=== TEXT SHOWN ===
━━━━

# Luke Jackson is sick



## Charlotte_______ (May 18, 2003)

Did anyone see the pic of his vert?










I mean come on look at his head!


----------



## h-town Mike (Jun 5, 2004)

> Originally posted by <b>Charlotte_______</b>!
> Did anyone see the pic of his vert?
> 
> 
> ...


Is he standing on a platform:grinning: ?

IF not then that is one amazing vertical. Pretty nice for a white boy.


----------



## Nevus (Jun 3, 2003)

Looks like he could jump over that guy behind him.


----------



## ballafromthenorth (May 27, 2003)

Wow.. that is nuts


----------



## digital jello (Jan 10, 2003)

The Nets need this man.


----------



## Petey (Aug 23, 2002)

> Originally posted by <b>digital jello</b>!
> The Nets need this man.


Yes we do.

-Petey


----------



## Dark Praetor (Mar 20, 2004)

I want him for Sac. ^_^


----------



## Petey (Aug 23, 2002)

> Originally posted by <b>Dark Praetor</b>!
> I want him for Sac. ^_^


I'm sure he will be gone by then.

-Petey


----------



## FJ_of _Rockaway (May 28, 2002)

*Luke Jackson will go late lottery*

I see Seattle taking him at #12 and letting Brent Barry go 

Trade Jesus and Vlad for SAR and Portland's #13.. where Seattle takes the best big man on the board.... it may be Araujo or Petro at this spot 

Seattle

*

Booth
Abdur Rahim 
Lewis
Jackson
Ridnour

bench 

Petro
Collison
_________ - Free Agent addition @ MLE
Murray 
Daniels

Potapenko
James

*

Pretty nice squad going forward

Potapenko and James are expiring contracts along with Rahim .. they will be a free agent player next summer


----------



## Dark Praetor (Mar 20, 2004)

> Originally posted by <b>Petey</b>!
> 
> 
> I'm sure he will be gone by then.
> ...


Yes, well, there are mocks with Jackson at #13 to Portland.


----------



## QRICH (Feb 2, 2004)

━━━━

=== EXTRACTED DATA ===
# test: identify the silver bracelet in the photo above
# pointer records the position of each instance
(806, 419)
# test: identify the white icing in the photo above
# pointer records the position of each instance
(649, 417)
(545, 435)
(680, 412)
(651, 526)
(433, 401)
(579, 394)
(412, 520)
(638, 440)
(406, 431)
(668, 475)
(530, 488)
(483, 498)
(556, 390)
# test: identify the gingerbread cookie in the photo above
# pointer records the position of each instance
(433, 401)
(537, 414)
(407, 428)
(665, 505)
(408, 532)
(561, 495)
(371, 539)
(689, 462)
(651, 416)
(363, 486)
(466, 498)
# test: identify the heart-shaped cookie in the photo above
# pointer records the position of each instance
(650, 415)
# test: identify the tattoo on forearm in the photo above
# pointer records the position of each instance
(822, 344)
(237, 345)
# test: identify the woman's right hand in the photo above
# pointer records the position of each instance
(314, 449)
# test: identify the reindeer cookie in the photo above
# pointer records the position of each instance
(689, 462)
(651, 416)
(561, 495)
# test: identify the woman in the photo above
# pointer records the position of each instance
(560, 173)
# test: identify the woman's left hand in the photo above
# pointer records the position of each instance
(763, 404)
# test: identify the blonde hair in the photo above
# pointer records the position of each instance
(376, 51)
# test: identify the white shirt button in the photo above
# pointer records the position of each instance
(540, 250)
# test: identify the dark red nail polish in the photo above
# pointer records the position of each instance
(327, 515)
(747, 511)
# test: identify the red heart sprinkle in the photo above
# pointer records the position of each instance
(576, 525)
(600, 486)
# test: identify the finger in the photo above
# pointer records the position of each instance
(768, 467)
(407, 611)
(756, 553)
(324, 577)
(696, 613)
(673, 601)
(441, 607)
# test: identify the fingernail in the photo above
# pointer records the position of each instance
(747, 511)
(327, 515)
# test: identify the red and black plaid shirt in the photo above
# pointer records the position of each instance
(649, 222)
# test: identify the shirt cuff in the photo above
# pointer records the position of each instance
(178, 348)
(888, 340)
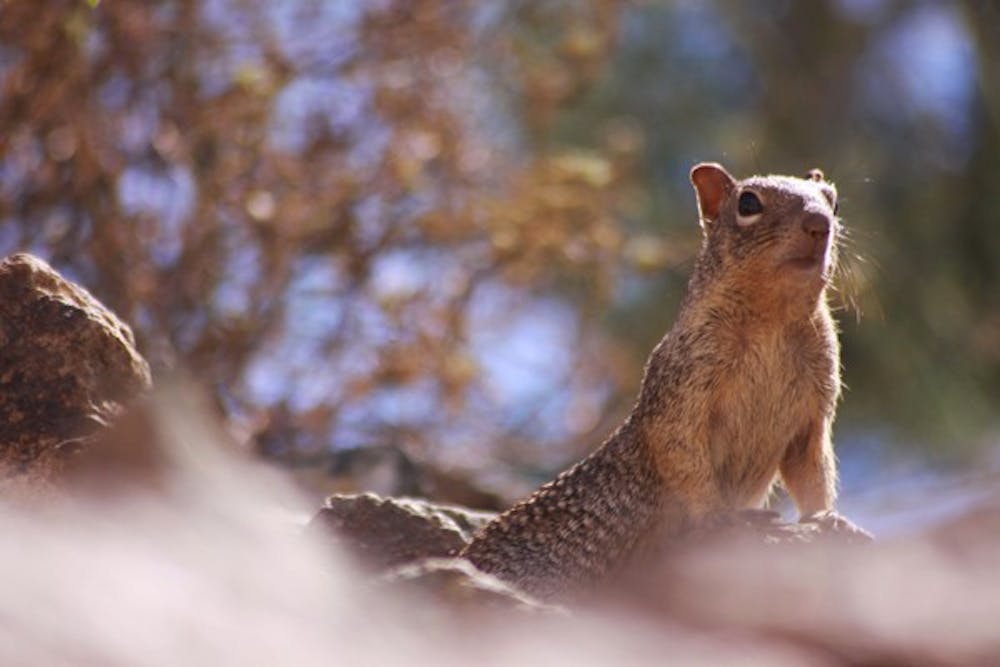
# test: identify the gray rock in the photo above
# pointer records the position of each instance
(67, 368)
(387, 532)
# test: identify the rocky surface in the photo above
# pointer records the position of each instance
(462, 587)
(387, 532)
(67, 368)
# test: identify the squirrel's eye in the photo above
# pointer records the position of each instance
(749, 204)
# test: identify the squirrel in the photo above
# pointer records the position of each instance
(739, 393)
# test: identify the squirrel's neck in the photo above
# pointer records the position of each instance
(745, 298)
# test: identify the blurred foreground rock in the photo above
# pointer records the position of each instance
(68, 367)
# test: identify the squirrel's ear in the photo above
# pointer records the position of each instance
(712, 183)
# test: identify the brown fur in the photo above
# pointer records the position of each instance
(740, 392)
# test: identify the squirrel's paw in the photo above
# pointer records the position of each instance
(838, 525)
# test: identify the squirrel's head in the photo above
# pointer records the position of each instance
(779, 229)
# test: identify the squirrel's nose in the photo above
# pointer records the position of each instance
(816, 225)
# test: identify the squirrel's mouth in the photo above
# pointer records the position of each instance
(811, 254)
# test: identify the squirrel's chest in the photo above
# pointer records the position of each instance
(766, 394)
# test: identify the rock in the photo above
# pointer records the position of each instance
(68, 367)
(387, 532)
(457, 583)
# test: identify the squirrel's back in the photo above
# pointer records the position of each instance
(742, 391)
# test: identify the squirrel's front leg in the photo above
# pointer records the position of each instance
(809, 472)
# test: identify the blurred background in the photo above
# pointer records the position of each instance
(424, 246)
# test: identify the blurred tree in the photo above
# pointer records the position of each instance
(458, 227)
(305, 202)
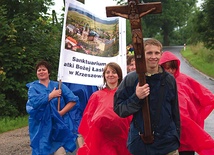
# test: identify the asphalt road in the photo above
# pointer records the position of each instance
(201, 78)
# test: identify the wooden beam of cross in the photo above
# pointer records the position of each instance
(134, 11)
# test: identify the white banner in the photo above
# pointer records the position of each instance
(90, 40)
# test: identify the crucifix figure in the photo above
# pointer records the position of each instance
(134, 11)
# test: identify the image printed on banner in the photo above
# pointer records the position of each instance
(89, 34)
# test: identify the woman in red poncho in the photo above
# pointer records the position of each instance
(196, 103)
(104, 132)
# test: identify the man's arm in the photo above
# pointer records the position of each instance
(125, 100)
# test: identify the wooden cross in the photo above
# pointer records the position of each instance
(134, 11)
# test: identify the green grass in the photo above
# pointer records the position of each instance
(8, 123)
(200, 58)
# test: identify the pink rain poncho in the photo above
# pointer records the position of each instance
(104, 132)
(195, 103)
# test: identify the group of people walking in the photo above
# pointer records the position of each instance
(110, 121)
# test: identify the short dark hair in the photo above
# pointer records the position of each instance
(118, 70)
(45, 64)
(152, 41)
(130, 58)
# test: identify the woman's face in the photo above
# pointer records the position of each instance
(111, 76)
(167, 68)
(42, 73)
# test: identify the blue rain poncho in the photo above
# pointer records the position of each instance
(48, 130)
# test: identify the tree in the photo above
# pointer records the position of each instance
(204, 25)
(27, 35)
(174, 15)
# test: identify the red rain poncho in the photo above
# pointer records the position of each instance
(196, 103)
(104, 132)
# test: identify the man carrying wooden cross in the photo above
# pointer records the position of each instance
(150, 85)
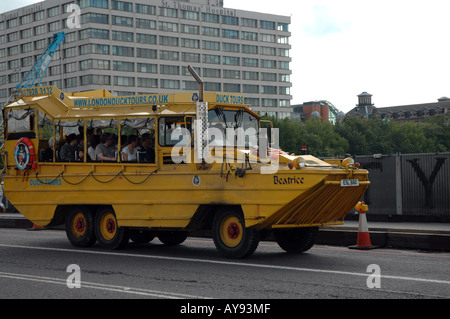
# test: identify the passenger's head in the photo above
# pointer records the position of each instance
(72, 139)
(106, 138)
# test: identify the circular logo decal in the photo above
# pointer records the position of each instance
(196, 180)
(21, 156)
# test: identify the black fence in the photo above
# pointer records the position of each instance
(408, 185)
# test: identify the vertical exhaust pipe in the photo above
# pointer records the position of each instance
(199, 81)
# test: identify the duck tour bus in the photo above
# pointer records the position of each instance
(115, 168)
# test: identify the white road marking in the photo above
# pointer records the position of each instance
(92, 285)
(228, 263)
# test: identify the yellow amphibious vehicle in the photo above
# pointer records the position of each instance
(236, 189)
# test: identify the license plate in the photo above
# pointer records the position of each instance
(349, 182)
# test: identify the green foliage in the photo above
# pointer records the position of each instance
(364, 136)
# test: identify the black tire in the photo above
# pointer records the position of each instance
(107, 231)
(296, 240)
(172, 238)
(142, 236)
(230, 236)
(80, 227)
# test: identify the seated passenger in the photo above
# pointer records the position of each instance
(129, 152)
(147, 152)
(68, 150)
(94, 140)
(105, 150)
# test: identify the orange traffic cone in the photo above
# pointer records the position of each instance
(363, 241)
(36, 227)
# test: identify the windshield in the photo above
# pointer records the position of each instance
(241, 125)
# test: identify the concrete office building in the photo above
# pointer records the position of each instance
(144, 46)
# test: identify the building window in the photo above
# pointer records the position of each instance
(248, 75)
(168, 12)
(123, 66)
(168, 26)
(269, 64)
(250, 36)
(123, 51)
(145, 38)
(190, 43)
(145, 24)
(145, 9)
(231, 60)
(211, 45)
(94, 64)
(26, 19)
(40, 15)
(95, 79)
(190, 57)
(147, 68)
(232, 74)
(230, 34)
(170, 84)
(250, 49)
(169, 41)
(230, 47)
(191, 29)
(209, 17)
(283, 27)
(268, 89)
(147, 83)
(211, 73)
(70, 82)
(52, 12)
(271, 77)
(94, 3)
(121, 6)
(94, 33)
(70, 67)
(122, 36)
(169, 69)
(212, 32)
(249, 88)
(189, 15)
(230, 20)
(146, 53)
(269, 25)
(123, 21)
(94, 49)
(232, 87)
(123, 81)
(211, 59)
(250, 62)
(251, 23)
(169, 55)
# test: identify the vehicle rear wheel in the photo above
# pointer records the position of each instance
(80, 227)
(107, 231)
(230, 236)
(172, 238)
(296, 240)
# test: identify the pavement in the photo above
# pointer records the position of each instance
(399, 235)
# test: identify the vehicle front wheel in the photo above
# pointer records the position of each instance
(107, 231)
(80, 227)
(230, 236)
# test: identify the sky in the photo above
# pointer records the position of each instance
(396, 50)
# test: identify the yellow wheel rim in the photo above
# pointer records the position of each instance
(108, 226)
(79, 224)
(231, 231)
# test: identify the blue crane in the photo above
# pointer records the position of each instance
(37, 72)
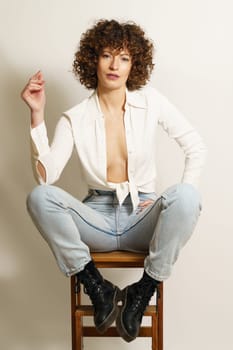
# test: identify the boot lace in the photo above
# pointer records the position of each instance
(140, 297)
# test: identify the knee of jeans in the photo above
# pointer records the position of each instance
(189, 199)
(36, 199)
(185, 197)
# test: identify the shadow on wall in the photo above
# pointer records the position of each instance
(34, 294)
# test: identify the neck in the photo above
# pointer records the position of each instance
(112, 100)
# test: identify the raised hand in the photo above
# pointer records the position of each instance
(34, 96)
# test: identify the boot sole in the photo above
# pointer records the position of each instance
(119, 322)
(113, 314)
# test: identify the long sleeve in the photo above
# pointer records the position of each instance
(54, 157)
(178, 128)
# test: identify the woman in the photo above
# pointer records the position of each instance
(114, 133)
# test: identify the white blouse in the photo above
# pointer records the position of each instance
(83, 127)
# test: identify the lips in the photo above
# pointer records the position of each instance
(112, 76)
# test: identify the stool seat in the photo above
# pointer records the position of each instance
(115, 259)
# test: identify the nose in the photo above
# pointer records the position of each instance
(114, 65)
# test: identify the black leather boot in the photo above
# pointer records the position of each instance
(135, 299)
(103, 294)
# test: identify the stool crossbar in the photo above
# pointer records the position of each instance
(116, 259)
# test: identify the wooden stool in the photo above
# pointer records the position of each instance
(115, 259)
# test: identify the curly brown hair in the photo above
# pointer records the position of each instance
(117, 36)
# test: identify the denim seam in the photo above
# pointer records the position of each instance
(142, 217)
(95, 227)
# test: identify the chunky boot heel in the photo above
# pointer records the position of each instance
(135, 299)
(103, 294)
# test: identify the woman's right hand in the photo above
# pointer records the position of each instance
(34, 96)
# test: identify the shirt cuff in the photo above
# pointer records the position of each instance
(40, 139)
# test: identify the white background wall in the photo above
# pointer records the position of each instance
(194, 69)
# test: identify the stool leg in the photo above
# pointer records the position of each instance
(160, 315)
(154, 335)
(79, 333)
(76, 321)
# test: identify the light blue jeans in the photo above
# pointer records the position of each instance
(99, 224)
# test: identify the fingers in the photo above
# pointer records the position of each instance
(37, 78)
(146, 203)
(35, 84)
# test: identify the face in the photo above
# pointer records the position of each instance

━━━━

=== TO DO ===
(a) Add 71 to every number in the coordinate answers of the rows, covering the lines from the one containing "# test: identify the black leather" through the final line of the rows, both ends included. Rewrite all of those lines, the request lines among them.
(b) Continue the forum thread about Luke Jackson from the point where it stops.
The forum thread and the rows were taken from unrelated sources.

=== ANSWERS TO THE EXERCISE ===
(a)
# test: identify the black leather boot in the photo above
# pointer records the position of each instance
(206, 370)
(174, 365)
# test: identify the stool crossbar in the photo above
# pointer records the position of each instance
(187, 330)
# test: identify the wooden stool in the photo above
# pointer records the position of each instance
(186, 330)
# test: identify the curly brown hair in the photo above
# pointer records the position of each instance
(188, 107)
# test: identify the denim seam in the photo above
# pointer records the position of each instance
(213, 288)
(166, 298)
# test: identify the chunky boot heel in the photo above
# pointer records the position of each instance
(206, 370)
(174, 365)
# test: identify the woman's right hand in the photo above
# pointer records the position of each instance
(105, 167)
# test: identify the shirt cuff in the photo above
# pointer records the position of each instance
(111, 210)
# test: identify the white background wall in the photo above
# pointer records the position of each instance
(265, 140)
# test: identify the stool leg in the photo above
# pointer records the position of each instance
(231, 386)
(225, 406)
(150, 404)
(147, 392)
# test: identify the light blue jeans in the photo above
# pointer records the position of each instance
(170, 295)
# test: identify the fingers in the photo above
# pointer records the position of each instance
(108, 149)
(217, 274)
(106, 155)
# test: identify the face in the photo above
# pointer records the position of each instance

(b)
Still not as sicc as Mr. Outlaw  










hard to judge, but the LJ pic is at a funny angle


----------



## Petey (Aug 23, 2002)

> Originally posted by <b>Dark Praetor</b>!
> 
> 
> Yes, well, there are mocks with Jackson at #13 to Portland.


I've seen mocks with him picked by the Jazz and Nets too.

-Petey


----------



## sov82 (Nov 5, 2003)

*thats...*

thats not a very good angle at all to get a real understanding of his vertical jump. Im sure its very good but the fashion in which the picture was taken distorts just how good it may have been, or may not have been. You also have to consider that he barely gets off the floor whenever he shoots. He doesn't elevate much at all when shooting jumpers.


----------



## prerak (Oct 22, 2003)

In most cases you would be right that the angle is bad (it was the only angle available) but the markers tell the story. The top marker is generally lined up with the top of the backboard and we can judge based on the fact he was approx. 7-8 markers from there.


----------



## freakofnature (Mar 30, 2003)

I can see him going in the lottery. I want the Heat to take him at 19, but I don't think he'll be there.


----------



## sov82 (Nov 5, 2003)

*looks like...*

looks like 10 markers above the rim....8 markets from the top of the backboard.


----------



## cheezdoodle (May 25, 2003)

his vert measured out at 39 inches.


----------



## Silent But Deadly (Aug 15, 2003)

Holy. I'll take a guess and say this guy gets a double in blocks per game?


----------



## reHEATed (Jun 29, 2003)

he sure wont get passed number 18 with the hornets...they need a sg badly. I see him being taken before that though


----------



## Pinball (Aug 3, 2002)

> Originally posted by <b>cheezdoodle</b>!
> his vert measured out at 39 inches.


That's actually very good. He'll be one of the better athletes in the league with that vertical.


----------



## Nevus (Jun 3, 2003)

A legit 39 inch vertical is awesome. That's as high as anyone in the NBA except for a handful of real freaks.


----------



## OwnTheBlocks (Jun 10, 2003)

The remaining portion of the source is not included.